╭─ DOCUMENT PASSAGE
BY MATT BARONE |

The 15 Best Horror Movie Trailers Since 2000

Sometimes all that filmmakers need to scare the pants off of viewers is a well-made tease.

The 15 Best Horror Movie Trailers Since 2000
A scene from THE STRANGERS (2009).

One of the greatest images in horror movie history is also one of the simplest: a geyser of blood seeping through closed elevator doors and cascading down an ornate hallway, the camera fastened in a steady position, the blood flowing over the lens and turning the entire shot crimson. There's no exposition, no dialogue, or any characters whatsoever. There's only a hotel's interior and gallons of red stuff, and it's terrifying and mesmerizing in equal measure. It's the trailer for Stanley Kubrick's The Shining, the kind of brave and assured movie trailer that they just don’t make anymore.

Instead, they make horror previews that essentially give away whole plots, ruin most of the money-shots and big scare moments, and, in the case of the unbelievably misguided Quarantine trailer, end with the actual movie's f'n ending! Studios and distributors want to ensure that their funds return, so they show audiences every single about their films, as if to say, "Here, this is what you’ll get—you nor your money won’t deceived." In the process, they destroy the movie's senses of mystery, surprise, and genuine scariness.

Every now and then, though, someone gets it right. Clever, innovative ideas enter the mix, giving upcoming genre releases an exciting appeal—and in some cases ultimately besting the movies themselves. Here, we've compiled the 12 most memorable trailers unveiled over the last 15 years, some of which are worthy of being mentioned alongside the classics previews for old-school gems like The Exorcist and Alien. And the biggest shock of all? They’re predominantly for big studio releases, not smaller-scale indie features.

Are they on The Shining's bloody hallway’s level? Have a look and decide for yourself.
╰─
╭─ DATA SUPPLIED
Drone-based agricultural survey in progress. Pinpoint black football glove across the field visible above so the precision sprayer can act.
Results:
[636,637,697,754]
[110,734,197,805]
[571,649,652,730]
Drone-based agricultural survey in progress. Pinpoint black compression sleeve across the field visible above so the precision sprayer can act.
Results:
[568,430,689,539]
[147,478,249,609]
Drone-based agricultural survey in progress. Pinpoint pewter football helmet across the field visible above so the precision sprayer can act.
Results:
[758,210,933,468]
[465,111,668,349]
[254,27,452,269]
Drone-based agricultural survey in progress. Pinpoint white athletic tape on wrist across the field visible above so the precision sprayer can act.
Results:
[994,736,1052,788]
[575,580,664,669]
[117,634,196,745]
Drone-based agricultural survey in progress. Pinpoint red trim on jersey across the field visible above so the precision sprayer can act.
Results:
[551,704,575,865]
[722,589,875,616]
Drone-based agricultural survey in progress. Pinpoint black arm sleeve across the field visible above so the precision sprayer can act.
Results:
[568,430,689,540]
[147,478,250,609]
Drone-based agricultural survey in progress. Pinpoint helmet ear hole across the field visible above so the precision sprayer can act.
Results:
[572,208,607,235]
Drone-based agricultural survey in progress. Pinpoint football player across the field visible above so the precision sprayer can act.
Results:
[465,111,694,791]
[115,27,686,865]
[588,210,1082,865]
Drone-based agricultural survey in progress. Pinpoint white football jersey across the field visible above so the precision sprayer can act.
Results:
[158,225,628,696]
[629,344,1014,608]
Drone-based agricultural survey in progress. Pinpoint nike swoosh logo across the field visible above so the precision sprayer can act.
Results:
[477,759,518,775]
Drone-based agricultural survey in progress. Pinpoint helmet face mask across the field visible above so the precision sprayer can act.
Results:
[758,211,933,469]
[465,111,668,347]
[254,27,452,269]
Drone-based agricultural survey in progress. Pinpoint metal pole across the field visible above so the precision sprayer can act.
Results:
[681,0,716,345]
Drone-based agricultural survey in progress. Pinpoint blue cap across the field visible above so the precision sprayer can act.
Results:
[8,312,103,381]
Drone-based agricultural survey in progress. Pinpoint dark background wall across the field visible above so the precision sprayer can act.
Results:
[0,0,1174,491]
╰─
Reproduce the article on the best horror movie trailers since 2000, word for word and in full.

◆ FULL RESPONSE ◆
BY MATT BARONE |

The 15 Best Horror Movie Trailers Since 2000

Sometimes all that filmmakers need to scare the pants off of viewers is a well-made tease.

The 15 Best Horror Movie Trailers Since 2000
A scene from THE STRANGERS (2009).

One of the greatest images in horror movie history is also one of the simplest: a geyser of blood seeping through closed elevator doors and cascading down an ornate hallway, the camera fastened in a steady position, the blood flowing over the lens and turning the entire shot crimson. There's no exposition, no dialogue, or any characters whatsoever. There's only a hotel's interior and gallons of red stuff, and it's terrifying and mesmerizing in equal measure. It's the trailer for Stanley Kubrick's The Shining, the kind of brave and assured movie trailer that they just don’t make anymore.

Instead, they make horror previews that essentially give away whole plots, ruin most of the money-shots and big scare moments, and, in the case of the unbelievably misguided Quarantine trailer, end with the actual movie's f'n ending! Studios and distributors want to ensure that their funds return, so they show audiences every single about their films, as if to say, "Here, this is what you’ll get—you nor your money won’t deceived." In the process, they destroy the movie's senses of mystery, surprise, and genuine scariness.

Every now and then, though, someone gets it right. Clever, innovative ideas enter the mix, giving upcoming genre releases an exciting appeal—and in some cases ultimately besting the movies themselves. Here, we've compiled the 12 most memorable trailers unveiled over the last 15 years, some of which are worthy of being mentioned alongside the classics previews for old-school gems like The Exorcist and Alien. And the biggest shock of all? They’re predominantly for big studio releases, not smaller-scale indie features.

Are they on The Shining's bloody hallway’s level? Have a look and decide for yourself.